Tally the lines of the data below that contain the string "roof". Give the tally and nothing else.

Dataset items
Start of Block

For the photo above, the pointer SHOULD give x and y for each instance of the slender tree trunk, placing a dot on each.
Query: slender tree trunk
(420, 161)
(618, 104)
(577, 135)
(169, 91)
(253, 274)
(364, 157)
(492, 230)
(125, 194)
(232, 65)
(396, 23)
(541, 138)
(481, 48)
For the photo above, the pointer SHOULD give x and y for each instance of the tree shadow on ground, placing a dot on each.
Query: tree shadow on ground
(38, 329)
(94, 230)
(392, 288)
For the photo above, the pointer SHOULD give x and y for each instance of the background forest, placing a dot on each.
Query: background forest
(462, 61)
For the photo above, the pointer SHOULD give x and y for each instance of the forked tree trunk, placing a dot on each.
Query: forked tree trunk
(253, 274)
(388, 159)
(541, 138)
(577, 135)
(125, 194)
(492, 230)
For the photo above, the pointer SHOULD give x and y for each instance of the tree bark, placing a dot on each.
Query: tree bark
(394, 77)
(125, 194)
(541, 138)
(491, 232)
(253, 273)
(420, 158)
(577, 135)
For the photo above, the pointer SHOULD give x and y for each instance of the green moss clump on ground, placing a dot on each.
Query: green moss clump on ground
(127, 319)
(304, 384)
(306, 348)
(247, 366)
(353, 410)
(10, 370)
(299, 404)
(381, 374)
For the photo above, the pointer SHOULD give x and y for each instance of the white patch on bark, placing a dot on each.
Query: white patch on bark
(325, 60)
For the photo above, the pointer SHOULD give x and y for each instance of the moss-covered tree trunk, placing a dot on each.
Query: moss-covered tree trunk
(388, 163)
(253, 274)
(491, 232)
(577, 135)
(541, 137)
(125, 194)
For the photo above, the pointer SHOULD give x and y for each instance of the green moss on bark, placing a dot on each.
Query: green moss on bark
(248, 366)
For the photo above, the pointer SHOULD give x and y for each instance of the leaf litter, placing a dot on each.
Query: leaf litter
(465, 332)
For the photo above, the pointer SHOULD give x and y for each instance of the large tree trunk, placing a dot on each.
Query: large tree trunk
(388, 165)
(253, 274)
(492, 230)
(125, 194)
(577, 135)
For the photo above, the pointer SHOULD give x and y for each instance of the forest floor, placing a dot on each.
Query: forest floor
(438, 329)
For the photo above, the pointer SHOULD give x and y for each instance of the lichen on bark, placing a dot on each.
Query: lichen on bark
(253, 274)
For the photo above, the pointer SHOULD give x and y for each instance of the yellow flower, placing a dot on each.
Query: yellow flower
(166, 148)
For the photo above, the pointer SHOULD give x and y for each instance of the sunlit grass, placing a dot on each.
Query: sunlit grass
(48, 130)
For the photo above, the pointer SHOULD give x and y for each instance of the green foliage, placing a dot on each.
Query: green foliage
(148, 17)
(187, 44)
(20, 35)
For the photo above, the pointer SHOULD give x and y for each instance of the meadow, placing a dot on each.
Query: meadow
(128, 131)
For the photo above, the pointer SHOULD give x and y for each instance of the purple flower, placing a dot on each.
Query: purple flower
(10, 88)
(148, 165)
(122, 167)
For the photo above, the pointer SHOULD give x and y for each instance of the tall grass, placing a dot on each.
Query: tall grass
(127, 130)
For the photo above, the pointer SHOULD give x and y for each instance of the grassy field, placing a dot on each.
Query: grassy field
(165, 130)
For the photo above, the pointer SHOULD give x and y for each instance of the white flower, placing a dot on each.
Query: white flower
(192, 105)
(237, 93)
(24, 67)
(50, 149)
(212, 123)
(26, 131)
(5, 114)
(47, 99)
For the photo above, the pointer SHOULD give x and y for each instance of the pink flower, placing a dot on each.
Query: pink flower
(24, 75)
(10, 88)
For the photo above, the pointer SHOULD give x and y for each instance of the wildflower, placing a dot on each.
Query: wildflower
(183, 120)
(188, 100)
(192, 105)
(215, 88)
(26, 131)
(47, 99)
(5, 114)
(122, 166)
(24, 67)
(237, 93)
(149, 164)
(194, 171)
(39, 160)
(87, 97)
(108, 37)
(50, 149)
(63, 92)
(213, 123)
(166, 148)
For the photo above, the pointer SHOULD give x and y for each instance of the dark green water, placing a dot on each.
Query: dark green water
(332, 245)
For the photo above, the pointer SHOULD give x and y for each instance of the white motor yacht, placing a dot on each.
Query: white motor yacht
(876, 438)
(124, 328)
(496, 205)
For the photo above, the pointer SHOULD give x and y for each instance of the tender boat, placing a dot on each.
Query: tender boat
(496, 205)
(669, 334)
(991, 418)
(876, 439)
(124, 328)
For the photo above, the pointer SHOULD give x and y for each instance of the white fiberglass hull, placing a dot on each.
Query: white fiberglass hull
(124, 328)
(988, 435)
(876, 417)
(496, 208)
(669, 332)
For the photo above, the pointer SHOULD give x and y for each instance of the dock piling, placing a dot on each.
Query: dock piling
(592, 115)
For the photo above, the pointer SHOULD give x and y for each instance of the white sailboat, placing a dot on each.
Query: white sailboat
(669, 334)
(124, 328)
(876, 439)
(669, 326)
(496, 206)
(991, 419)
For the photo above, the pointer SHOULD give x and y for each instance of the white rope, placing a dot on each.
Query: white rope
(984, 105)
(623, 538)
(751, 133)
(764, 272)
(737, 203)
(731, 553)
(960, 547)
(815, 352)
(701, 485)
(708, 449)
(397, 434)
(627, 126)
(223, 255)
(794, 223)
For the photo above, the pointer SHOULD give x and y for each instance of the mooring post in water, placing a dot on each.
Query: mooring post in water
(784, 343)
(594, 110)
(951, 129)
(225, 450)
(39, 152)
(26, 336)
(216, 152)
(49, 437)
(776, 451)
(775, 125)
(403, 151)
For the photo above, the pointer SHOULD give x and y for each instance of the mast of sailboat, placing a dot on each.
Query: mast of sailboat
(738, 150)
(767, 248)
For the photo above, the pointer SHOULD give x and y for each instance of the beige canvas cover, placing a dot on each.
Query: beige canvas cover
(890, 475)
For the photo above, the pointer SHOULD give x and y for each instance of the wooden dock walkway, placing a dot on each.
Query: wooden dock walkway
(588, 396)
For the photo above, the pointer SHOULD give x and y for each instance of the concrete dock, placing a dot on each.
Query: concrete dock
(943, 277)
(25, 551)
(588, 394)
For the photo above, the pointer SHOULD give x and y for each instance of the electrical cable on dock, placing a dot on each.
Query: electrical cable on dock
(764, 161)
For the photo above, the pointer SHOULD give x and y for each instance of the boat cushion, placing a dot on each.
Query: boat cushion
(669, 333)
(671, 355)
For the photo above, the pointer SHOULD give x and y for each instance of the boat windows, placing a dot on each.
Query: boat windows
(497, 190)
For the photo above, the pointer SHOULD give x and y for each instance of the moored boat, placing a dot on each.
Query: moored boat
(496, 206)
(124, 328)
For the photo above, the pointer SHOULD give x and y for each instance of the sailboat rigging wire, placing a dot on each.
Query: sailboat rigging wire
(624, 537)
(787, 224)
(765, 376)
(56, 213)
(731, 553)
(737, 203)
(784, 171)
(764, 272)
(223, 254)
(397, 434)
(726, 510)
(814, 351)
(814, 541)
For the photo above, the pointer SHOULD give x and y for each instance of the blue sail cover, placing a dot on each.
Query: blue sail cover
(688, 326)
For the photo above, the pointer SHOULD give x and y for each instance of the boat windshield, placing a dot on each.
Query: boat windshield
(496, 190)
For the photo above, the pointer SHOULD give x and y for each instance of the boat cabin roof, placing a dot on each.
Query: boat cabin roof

End of Block

> _EXPECTED ANSWER_
2